**WHAT THE TASK REQUIRES:** From the first record to the last, write out each one exactly.

+ + +

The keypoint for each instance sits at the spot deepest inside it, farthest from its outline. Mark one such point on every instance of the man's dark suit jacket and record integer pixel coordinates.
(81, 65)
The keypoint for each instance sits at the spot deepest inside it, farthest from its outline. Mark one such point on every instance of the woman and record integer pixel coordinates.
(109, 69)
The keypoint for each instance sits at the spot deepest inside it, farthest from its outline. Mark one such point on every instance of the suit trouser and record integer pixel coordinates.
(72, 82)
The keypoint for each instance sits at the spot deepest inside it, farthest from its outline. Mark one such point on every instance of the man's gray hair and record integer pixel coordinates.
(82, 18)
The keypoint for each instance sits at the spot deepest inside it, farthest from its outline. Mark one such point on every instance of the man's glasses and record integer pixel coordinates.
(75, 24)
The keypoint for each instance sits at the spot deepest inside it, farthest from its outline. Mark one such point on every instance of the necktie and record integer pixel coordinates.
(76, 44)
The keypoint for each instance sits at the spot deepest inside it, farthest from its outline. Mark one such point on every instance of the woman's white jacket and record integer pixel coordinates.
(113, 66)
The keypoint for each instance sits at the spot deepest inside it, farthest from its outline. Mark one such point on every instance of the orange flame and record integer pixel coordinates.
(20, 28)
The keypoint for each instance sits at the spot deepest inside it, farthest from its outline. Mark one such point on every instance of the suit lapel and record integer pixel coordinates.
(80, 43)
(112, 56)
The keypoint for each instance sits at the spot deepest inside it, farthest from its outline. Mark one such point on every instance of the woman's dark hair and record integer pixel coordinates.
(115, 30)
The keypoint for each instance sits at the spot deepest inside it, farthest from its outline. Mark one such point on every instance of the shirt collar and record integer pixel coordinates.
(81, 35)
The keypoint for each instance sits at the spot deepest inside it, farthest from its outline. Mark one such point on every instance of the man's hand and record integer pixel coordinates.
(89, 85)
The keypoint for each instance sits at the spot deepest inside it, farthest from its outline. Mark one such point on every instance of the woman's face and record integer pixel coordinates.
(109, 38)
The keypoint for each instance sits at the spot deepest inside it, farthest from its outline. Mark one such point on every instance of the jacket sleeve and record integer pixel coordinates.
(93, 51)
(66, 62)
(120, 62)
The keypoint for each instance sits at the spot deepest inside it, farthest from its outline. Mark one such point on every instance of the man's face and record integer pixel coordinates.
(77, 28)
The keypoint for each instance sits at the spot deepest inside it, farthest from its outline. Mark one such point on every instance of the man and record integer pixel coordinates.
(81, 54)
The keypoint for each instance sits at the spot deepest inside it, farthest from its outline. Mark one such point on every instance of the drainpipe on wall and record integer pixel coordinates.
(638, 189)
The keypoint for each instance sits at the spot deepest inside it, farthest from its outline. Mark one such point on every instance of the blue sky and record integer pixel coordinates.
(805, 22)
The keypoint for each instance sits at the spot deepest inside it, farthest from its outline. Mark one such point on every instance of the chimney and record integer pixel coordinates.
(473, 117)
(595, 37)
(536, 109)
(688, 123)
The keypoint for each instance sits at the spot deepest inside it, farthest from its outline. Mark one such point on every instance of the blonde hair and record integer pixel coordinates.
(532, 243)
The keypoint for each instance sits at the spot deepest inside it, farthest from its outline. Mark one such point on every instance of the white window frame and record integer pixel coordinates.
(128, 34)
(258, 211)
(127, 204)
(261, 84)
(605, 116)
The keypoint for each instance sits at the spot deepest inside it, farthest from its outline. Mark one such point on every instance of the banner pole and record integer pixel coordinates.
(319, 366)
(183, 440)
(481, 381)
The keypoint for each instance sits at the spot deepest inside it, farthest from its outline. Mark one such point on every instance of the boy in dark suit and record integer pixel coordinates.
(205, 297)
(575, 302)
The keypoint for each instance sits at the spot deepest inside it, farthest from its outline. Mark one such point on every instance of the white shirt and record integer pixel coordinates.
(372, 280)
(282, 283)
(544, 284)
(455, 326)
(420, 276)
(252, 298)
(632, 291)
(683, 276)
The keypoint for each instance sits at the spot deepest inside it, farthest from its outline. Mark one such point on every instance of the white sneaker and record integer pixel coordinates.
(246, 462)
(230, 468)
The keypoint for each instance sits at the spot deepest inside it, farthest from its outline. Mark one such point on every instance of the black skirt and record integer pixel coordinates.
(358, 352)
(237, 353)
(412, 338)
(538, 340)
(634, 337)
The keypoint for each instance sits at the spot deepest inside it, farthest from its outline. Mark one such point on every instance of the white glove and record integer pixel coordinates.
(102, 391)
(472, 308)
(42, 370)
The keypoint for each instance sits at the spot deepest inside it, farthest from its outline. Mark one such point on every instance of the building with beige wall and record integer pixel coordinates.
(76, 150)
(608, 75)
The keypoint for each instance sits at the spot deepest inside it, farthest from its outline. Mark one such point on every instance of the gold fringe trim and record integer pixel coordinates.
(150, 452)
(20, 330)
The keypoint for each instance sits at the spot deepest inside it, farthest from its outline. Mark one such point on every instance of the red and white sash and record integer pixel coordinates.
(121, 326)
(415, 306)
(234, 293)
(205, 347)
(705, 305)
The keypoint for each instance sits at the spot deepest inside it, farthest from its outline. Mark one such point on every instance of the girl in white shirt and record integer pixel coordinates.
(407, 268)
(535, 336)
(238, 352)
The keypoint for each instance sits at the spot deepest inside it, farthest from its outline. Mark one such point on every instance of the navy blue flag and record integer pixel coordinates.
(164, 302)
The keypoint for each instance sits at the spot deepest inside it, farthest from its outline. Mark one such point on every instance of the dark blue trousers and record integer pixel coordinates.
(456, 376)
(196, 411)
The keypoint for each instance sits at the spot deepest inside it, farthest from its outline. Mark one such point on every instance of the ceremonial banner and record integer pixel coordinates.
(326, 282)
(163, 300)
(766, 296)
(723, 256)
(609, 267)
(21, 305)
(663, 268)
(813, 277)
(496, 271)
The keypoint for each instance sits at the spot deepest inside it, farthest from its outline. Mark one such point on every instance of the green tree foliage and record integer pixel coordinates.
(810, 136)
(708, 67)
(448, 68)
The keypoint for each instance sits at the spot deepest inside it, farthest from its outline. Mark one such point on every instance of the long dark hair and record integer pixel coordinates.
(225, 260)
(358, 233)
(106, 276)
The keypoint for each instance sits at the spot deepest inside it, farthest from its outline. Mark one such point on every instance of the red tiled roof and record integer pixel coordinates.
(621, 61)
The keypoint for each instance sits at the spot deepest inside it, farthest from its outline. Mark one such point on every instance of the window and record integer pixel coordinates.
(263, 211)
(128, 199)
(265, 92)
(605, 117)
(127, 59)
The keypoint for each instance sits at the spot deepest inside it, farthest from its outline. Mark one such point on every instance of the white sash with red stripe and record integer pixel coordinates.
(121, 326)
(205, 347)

+ + +

**RESPONSE AREA:**
The keypoint for each instance sits at the spot deepest inside it, farthest from its outline. Mark one such point on every instance of the man's dark suit jacket and record integer pixel coordinates.
(81, 65)
The keypoint for each instance sits at the spot deepest inside it, farthest from its outline. Mark one such point on every instance of the woman and record integer pixel coordinates.
(109, 69)
The keypoint for each instance sits at the spot deepest inside it, farthest from its outline. Mark one such point on every instance of the suit trouser and record integer pixel coordinates.
(72, 82)
The keypoint for each instance sits at the spot deepest inside it, farthest from its outline. Mark one such point on every instance of the man's gray hair and record integer pixel coordinates.
(82, 18)
The keypoint for each instance sits at the spot deepest inside it, farthest from its outline. Mark one such point on every instance of the man's glasses and record integer pixel coordinates.
(75, 24)
The keypoint for each instance sits at the spot deepest inside it, farthest from its outline. Mark one such point on every instance of the necktie and record integer pixel coordinates.
(76, 44)
The keypoint for each instance sits at the spot deepest inside it, farthest from its outline. Mark one such point on every instance of the woman's white jacket and record integer pixel coordinates.
(113, 66)
The keypoint for each instance sits at the spot deepest inside it, farthest from its outline. Mark one such point on every instance of the orange flame and record integer pixel coordinates.
(20, 28)
The keypoint for each instance sits at the spot deepest inside it, farthest from its outline. Mark one such point on every instance of the suit lapel and record integer pixel coordinates.
(80, 43)
(112, 56)
The keypoint for each instance sits at the spot deepest inside it, farthest from its outline. Mark one such point on every instance of the woman's dark hair and record integer pixel coordinates.
(115, 30)
The keypoint for each instance sits at the spot deepest inside it, farthest from its outline. Mark one such point on every instance of the shirt collar and record integer pixel coordinates.
(81, 35)
The keypoint for each instance sits at the spot deepest inside it, farthest from its outline. Mark one such point on every instance of the man's hand and record integer pixel coordinates.
(89, 85)
The keypoint for each instance sits at the spot deepest inside it, farthest from its outline. Mark one such point on every instance of the woman's face and record integer pixel coordinates.
(109, 38)
The keypoint for each instance sits at the spot deepest inside it, farthest from its outline. Mark one such point on every instance of the jacket sleeve and record integer pixel coordinates.
(93, 51)
(66, 62)
(120, 62)
The keypoint for each instance sits at the spot deepest inside it, farthest from its outline. Mark one such point on every instance of the man's face and record integer pixel coordinates.
(77, 28)
The keypoint for each instance sits at the spot deepest inside it, farthest from its outline. Mark one such point on every instance of the man and record integer pixel coordinates.
(81, 54)
The keypoint for each instance sits at the spot deepest inside it, farthest from its outline. Mark one such point on every instance of the drainpipe on wall and record integer pixel coordinates.
(638, 189)
The keypoint for each instance sits at the spot deepest inside it, farthest from its outline. Mark one such point on every instance of the blue sky and record integer pixel coordinates.
(805, 22)
The keypoint for each instance sits at the spot deepest inside it, farthest from its outline. Mark one such point on every instance of the chimney and record integer pixel coordinates.
(473, 117)
(595, 37)
(536, 109)
(688, 123)
The keypoint for each instance sits at the spot deepest inside it, farthest from its outline. Mark one such point on every instance of the blonde hair and record integer pixel coordinates.
(532, 243)
The keypoint for each instance sits at the spot deepest inside it, farthest from its outline. Mark one such point on every instance of the white window frame and record integer pixel coordinates.
(128, 34)
(258, 211)
(127, 204)
(261, 84)
(605, 116)
The keypoint for each instance sits at the spot deepest inside it, farthest from its outline. Mark one such point on every instance of the banner pole and record integer pixel coordinates.
(319, 366)
(183, 440)
(481, 381)
The keypoint for each instance sits at the spot deepest inside it, farthest from its outline. Mark one such point on every instance of the boy in dark suit and record integer pixel coordinates.
(205, 297)
(575, 302)
The keypoint for each instance sits at the spot deepest inside it, farthest from its outline. Mark one such point on every instance of the white shirt and record integer pixel coordinates.
(372, 280)
(282, 283)
(544, 284)
(455, 326)
(420, 276)
(252, 298)
(632, 291)
(683, 276)
The keypoint for each instance sits at the spot deepest inside it, farthest from its outline. Mark one such point on every instance of the white sneaker and record integer pixel coordinates.
(246, 462)
(230, 468)
The keypoint for each instance sits at the spot deepest inside it, farthest from its outline. Mark one such point on every instance of the black skirt and record integer pixel coordinates.
(358, 352)
(237, 353)
(412, 338)
(538, 340)
(634, 337)
The keypoint for each instance sits at the spot deepest inside it, farthest from its outline. Mark one such point on every instance of the white glove and record integer pixel coordinates.
(102, 391)
(472, 308)
(42, 370)
The keypoint for each instance sits at the spot deepest inside it, farthest from its outline. Mark one such point on every instance of the building with beige wall and record integer pixel coordinates.
(76, 150)
(608, 75)
The keypoint for each instance sits at the spot deepest inside it, farthest from its outline. Mark one such point on every instance of the gold fringe trim and record integer pixel coordinates.
(150, 452)
(20, 330)
The keypoint for each instance sits at the spot deepest inside it, farthest from its outline. Mark one such point on every instance of the red and white sash and record integer pixel coordinates.
(121, 326)
(415, 306)
(234, 293)
(205, 347)
(705, 305)
The keypoint for each instance sits at the spot deepest inside it, farthest from its outline. Mark one such point on every instance of the girl in white shirt and record integer pixel coordinates.
(407, 268)
(535, 336)
(238, 352)
The keypoint for each instance sits at the spot deepest inside it, farthest from its outline. Mark one such point on every instance of the navy blue flag and record integer pixel coordinates.
(164, 302)
The keypoint for each instance sits at the spot deepest inside it, farthest from its outline. Mark one such point on every instance of the dark blue trousers and record integer pixel coordinates.
(456, 376)
(196, 411)
The keypoint for each instance sits at the spot deepest inside it, farthest from its outline. Mark one such point on every instance of the ceremonial banner and record integer pixel coordinates.
(326, 282)
(163, 300)
(766, 296)
(723, 256)
(609, 267)
(21, 305)
(663, 268)
(813, 277)
(496, 271)
The keypoint for each instance sits at the spot deepest inside it, farthest from its outline. Mark one such point on every instance of the green tree foliage and record integer pixel coordinates.
(810, 136)
(708, 67)
(448, 68)
The keypoint for each instance sits at the spot deepest inside it, farthest from its outline. Mark one such point on every instance of the long dark hair and record integer pixel coordinates.
(225, 260)
(358, 233)
(106, 276)
The keypoint for each instance sits at the spot deepest inside it, farthest from its outline. Mark one such point on every instance of the red tiled roof and record integer pixel coordinates.
(621, 61)
The keypoint for each instance sits at the spot deepest inside it, farthest from its outline. Mark one such point on every instance of the window and record integer pixel coordinates.
(263, 211)
(128, 199)
(265, 92)
(605, 117)
(127, 59)
The keypoint for each instance sits at the spot deepest inside it, farthest from its outline. Mark one such point on every instance of the white sash with red stripe and record integer pixel coordinates.
(121, 326)
(205, 347)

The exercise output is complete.